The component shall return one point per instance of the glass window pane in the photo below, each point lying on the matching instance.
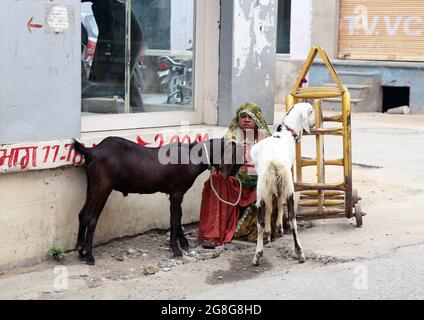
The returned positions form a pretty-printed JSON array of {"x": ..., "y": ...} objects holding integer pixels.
[
  {"x": 103, "y": 56},
  {"x": 161, "y": 64},
  {"x": 283, "y": 26},
  {"x": 166, "y": 64}
]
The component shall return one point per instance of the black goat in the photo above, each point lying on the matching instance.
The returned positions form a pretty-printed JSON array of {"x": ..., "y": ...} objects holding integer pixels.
[{"x": 121, "y": 165}]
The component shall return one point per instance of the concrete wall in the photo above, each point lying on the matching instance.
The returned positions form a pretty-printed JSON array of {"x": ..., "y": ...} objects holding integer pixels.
[
  {"x": 301, "y": 28},
  {"x": 40, "y": 74},
  {"x": 312, "y": 23},
  {"x": 39, "y": 209},
  {"x": 247, "y": 56},
  {"x": 325, "y": 26},
  {"x": 392, "y": 74}
]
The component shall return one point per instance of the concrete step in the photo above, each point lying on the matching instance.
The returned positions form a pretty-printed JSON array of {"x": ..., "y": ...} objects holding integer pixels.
[
  {"x": 357, "y": 78},
  {"x": 335, "y": 104},
  {"x": 357, "y": 91}
]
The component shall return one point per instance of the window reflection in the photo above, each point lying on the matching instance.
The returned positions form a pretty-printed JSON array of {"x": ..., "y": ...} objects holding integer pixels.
[{"x": 161, "y": 56}]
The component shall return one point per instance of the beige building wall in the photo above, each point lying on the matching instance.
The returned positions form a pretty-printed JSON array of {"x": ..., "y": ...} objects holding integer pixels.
[{"x": 312, "y": 23}]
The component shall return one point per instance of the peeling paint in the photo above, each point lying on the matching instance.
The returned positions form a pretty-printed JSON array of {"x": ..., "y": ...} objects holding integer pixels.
[{"x": 255, "y": 21}]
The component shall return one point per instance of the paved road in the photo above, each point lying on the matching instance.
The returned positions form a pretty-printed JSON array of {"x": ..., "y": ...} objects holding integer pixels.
[{"x": 397, "y": 276}]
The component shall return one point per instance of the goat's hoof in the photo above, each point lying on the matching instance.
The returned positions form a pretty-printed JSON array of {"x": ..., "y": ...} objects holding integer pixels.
[
  {"x": 178, "y": 253},
  {"x": 89, "y": 260},
  {"x": 256, "y": 258},
  {"x": 184, "y": 244},
  {"x": 301, "y": 257},
  {"x": 81, "y": 256}
]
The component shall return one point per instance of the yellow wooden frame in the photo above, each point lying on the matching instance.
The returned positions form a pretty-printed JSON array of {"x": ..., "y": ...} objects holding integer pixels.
[{"x": 322, "y": 200}]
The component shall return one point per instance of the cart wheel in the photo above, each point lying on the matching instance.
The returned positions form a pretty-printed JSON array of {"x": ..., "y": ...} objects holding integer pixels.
[
  {"x": 355, "y": 197},
  {"x": 358, "y": 215}
]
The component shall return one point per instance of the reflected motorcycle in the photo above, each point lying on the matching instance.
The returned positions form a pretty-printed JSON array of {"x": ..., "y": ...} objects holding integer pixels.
[{"x": 176, "y": 79}]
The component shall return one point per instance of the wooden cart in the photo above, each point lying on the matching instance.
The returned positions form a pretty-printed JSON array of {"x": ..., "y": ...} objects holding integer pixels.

========

Set down, without any change, the stretch of the entries from the line containing "of the reflected" through the last line of the entries.

Written solution ▸
The component shall return one point per instance of the reflected motorcycle in the photo above, each point lying on the matching instance.
The returned positions form a pretty-printed JSON array of {"x": ..., "y": ...} objects holding integer pixels.
[{"x": 176, "y": 79}]
The component shall return one point per instance of the wooden cart in the photo above, each point lying on the matching instance.
The returned positions form a pretty-printed JSON array of {"x": ..., "y": ...} objects holding integer pixels.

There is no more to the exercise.